** START THE INPUT **

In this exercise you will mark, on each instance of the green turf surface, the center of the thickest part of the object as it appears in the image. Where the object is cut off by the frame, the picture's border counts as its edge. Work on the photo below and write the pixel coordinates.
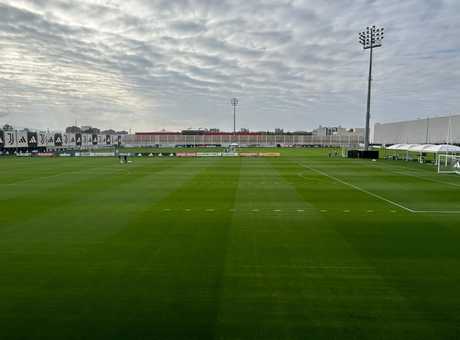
(297, 247)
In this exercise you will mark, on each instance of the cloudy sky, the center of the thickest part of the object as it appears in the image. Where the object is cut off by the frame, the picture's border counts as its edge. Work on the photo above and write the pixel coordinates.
(174, 64)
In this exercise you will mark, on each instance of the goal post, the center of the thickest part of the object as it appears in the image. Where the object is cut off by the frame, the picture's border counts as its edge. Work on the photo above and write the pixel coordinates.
(448, 164)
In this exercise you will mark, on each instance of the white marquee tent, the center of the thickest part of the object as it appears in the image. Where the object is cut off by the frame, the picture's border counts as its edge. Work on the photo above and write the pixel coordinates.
(425, 148)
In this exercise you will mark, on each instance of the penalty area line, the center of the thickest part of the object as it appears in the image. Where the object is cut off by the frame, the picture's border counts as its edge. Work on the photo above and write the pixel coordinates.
(451, 212)
(359, 189)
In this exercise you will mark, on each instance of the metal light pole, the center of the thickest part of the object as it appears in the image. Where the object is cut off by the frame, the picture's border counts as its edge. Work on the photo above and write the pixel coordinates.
(234, 103)
(370, 39)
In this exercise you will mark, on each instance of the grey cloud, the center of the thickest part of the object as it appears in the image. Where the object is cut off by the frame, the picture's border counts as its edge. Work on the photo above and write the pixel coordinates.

** END THE INPUT **

Update the listing above so that each "thickest part" reads "widest part", with every other word left the same. Omit the pictures from your answer.

In this exercise you will mark, on each instance of the green turf surface, the center of the widest part of the object as it appears in the image. Where the object is cut off by the frame, the picture's border counts as its edge. Work on the photo below and write the pixel coordinates.
(297, 247)
In this exercise you will mark, on each instance of the cloudy sky, the center of the widest part of the object as it appears in the image. Where the object is cut off by the frame, the picture's border counts as its edge. Work on the photo above and write the pixel coordinates.
(174, 64)
In this exercise you will mark, on each instance of the goal post, the center of the widest part of the object as it appears in the image. Where the object is cut off by the frame, the picture's border counts as its edge. Work on the photo above and write the pixel coordinates.
(448, 164)
In this exercise you will mark, on each instance of the white marquee tent, the center of the widest part of the object as it appears in the image. Where the object is cut off by the frame, the picture's border counts as its edge. Work on the photo above and write the pixel coordinates.
(425, 148)
In this exercise you will mark, on each instance of the penalty area line, the center of the widest part of the object as it appears in the image. Where the object is cut off by the frame, the picture's border counts as its edge. Work on the photo above and write the pixel coordinates.
(451, 212)
(359, 189)
In this exercise you will mark, on each instance of the metal light pole, the center of the widest part of the object as it appears in the image. Where the object is cut off by the frame, the picture's border counts as its edge. Work on the photo above and write the pixel coordinates.
(234, 103)
(370, 39)
In this exercise you will mark, on each instance of the grey cloud, the center of the widest part of the object as it appears in the image. Where the object is cut off by the frame, the picture's border counts as its edge. Work on the photo above and write the pixel coordinates.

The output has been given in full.